— start of TEXT —

# Video...lol



## MileHigh (Nov 6, 2007)

Here is my attempt at an edited video.

Tell me if I'm a lunatic or not...my wife sure thinks I am.


----------



## 06HD BOSS (Nov 28, 2005)

its a good vid. that music is kinda lunatic lol. makes me wanna punch something  lol


----------



## Indy (Sep 23, 2007)

Nice vid, better with the sound OFF (jmo)

PS, write TLS, see if he will send you a snow deflector, you would love one!!


----------



## MileHigh (Nov 6, 2007)

Indyplower;684271 said:


> Nice vid, better with the sound OFF (jmo)
> 
> PS, write TLS, see if he will send you a snow deflector, you would love one!!


yep...i need one.


----------



## sno commander (Oct 16, 2007)

nice vid how come your not using your new truck?


----------



## 06HD BOSS (Nov 28, 2005)

Indyplower;684271 said:


> Nice vid, better with the sound OFF (jmo)
> 
> PS, write TLS, see if he will send you a snow deflector, you would love one!!


lmao!! hey at least he tried


----------



## tls22 (Sep 30, 2007)

Great vid......thats some good snow pushing!




Dont mind indy, he is just jealous he has no snow to deflect!


----------



## MileHigh (Nov 6, 2007)

— end of TEXT —
— start of EXCERPTED RECORDS —

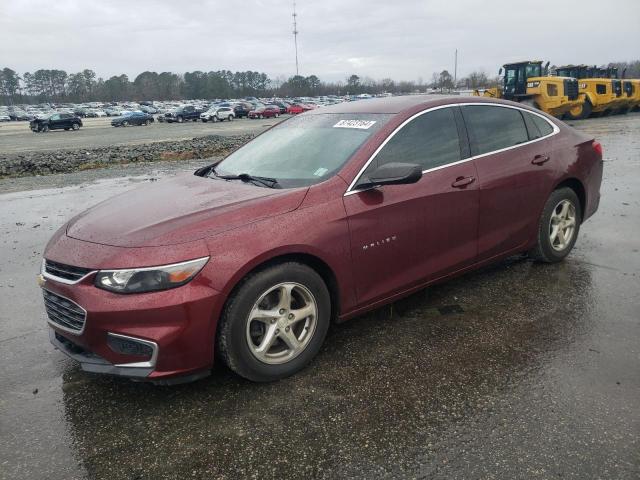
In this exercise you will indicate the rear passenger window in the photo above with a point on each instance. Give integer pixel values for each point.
(493, 128)
(430, 140)
(537, 126)
(544, 126)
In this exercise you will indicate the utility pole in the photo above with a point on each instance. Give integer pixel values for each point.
(295, 34)
(455, 70)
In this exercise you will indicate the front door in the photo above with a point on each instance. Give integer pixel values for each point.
(404, 235)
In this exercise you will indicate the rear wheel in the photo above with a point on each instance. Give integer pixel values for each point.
(558, 226)
(275, 322)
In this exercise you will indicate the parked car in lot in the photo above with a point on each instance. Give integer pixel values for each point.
(268, 111)
(132, 118)
(255, 255)
(216, 114)
(242, 109)
(295, 109)
(57, 121)
(181, 114)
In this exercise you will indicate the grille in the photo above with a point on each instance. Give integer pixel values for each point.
(571, 88)
(65, 271)
(64, 313)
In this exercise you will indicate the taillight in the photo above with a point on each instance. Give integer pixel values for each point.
(597, 146)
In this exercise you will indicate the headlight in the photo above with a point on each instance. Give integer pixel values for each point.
(149, 279)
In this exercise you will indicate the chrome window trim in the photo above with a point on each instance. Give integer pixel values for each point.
(151, 363)
(66, 281)
(61, 327)
(556, 130)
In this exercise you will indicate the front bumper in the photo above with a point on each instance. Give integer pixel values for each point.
(174, 328)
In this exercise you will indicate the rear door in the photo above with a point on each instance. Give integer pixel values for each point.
(403, 235)
(515, 172)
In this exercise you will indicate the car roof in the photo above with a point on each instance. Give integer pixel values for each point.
(401, 104)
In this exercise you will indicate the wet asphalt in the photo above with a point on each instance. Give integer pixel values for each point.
(518, 371)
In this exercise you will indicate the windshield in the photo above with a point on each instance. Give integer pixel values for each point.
(534, 70)
(304, 150)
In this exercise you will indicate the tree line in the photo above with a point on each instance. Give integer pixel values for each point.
(52, 85)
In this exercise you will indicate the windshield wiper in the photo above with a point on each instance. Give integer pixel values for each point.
(245, 177)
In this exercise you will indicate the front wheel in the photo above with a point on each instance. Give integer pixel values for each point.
(275, 322)
(558, 226)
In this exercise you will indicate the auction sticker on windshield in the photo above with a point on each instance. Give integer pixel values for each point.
(360, 124)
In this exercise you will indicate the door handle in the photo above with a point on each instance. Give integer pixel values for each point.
(462, 182)
(540, 159)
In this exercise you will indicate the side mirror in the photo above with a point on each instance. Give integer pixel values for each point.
(394, 174)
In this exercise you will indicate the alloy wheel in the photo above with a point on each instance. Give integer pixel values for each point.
(281, 323)
(562, 225)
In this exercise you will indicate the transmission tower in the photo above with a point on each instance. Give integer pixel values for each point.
(295, 33)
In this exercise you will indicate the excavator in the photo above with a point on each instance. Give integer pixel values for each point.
(528, 83)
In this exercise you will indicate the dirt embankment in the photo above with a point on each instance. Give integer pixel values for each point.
(44, 163)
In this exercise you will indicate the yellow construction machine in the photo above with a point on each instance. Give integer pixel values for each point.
(528, 82)
(600, 91)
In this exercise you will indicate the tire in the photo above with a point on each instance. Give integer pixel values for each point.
(583, 113)
(550, 248)
(530, 103)
(239, 334)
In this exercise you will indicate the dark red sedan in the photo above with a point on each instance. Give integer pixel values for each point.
(321, 218)
(295, 109)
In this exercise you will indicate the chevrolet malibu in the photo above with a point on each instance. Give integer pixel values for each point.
(321, 218)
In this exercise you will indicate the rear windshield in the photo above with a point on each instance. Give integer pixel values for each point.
(304, 150)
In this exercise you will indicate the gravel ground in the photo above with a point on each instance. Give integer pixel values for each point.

— end of EXCERPTED RECORDS —

**OBJECTIVES**
1. In the forum thread about the edited video, list each distinct username that appears in a post header, once each.
2. In the forum thread about the edited video, what does Indy suggest asking TLS to send?
3. Carry on the forum thread about the edited video from its final line.
The records placed after the forum thread are separate from it.

**EXPECTED ANSWERS**
1. MileHigh, 06HD BOSS, Indy, sno commander, tls22

2. A snow deflector.

3.
sno commander;684282 said:


> nice vid how come your not using your new truck?


I haven't pushed any snow since I got my new truck...the front range isn't getting squat right now..all in the mountains. The footage is all from before I even owned the truck.


----------



## mike psd (Aug 12, 2007)

good work brother one the few videos posted with good music for once  keep them coming


----------



## Humvee27 (Feb 5, 2008)

Very nice...good job with that..


----------



## StoneDevil (Dec 13, 2007)

love the video . music is ok


----------



## GTLS (Nov 29, 2008)

Did you turn the blade sideways for each pass, then move it to be parallel with the truck right before you stacked it? And are the hydraulics in the plow strong enough to move the blade while pushing a lot of wet snow or would you have to back up, straighten it, then hit it again?


----------



## MileHigh (Nov 6, 2007)

GTLS;684808 said:


> Did you turn the blade sideways for each pass, then move it to be parallel with the truck right before you stacked it? And are the hydraulics in the plow strong enough to move the blade while pushing a lot of wet snow or would you have to back up, straighten it, then hit it again?


Sometimes I feel the need to windrow the snow to an area so I can hit It all straight for a while...but yes, a lot of the time I was angled coming in towards the pile and then moving the blade straight...this only works when the snow is rolling off of my blade nicely, or else it just gets to heavy for it.


----------



## Mid-Ohio Scaper (Aug 17, 2008)

Metal Dude! Nice to see someone else digs some heavy s**t on here! Metal's all I listen to when I plow. Do you listen to any Mastodon or Cephalic Carnage (I think they're from Denver)? Oh, BTW Nice vid! 
Tell your wife I said she's nuts!!! LOL! KEEP IT HEAVY!


----------



## nickv13412 (Nov 9, 2006)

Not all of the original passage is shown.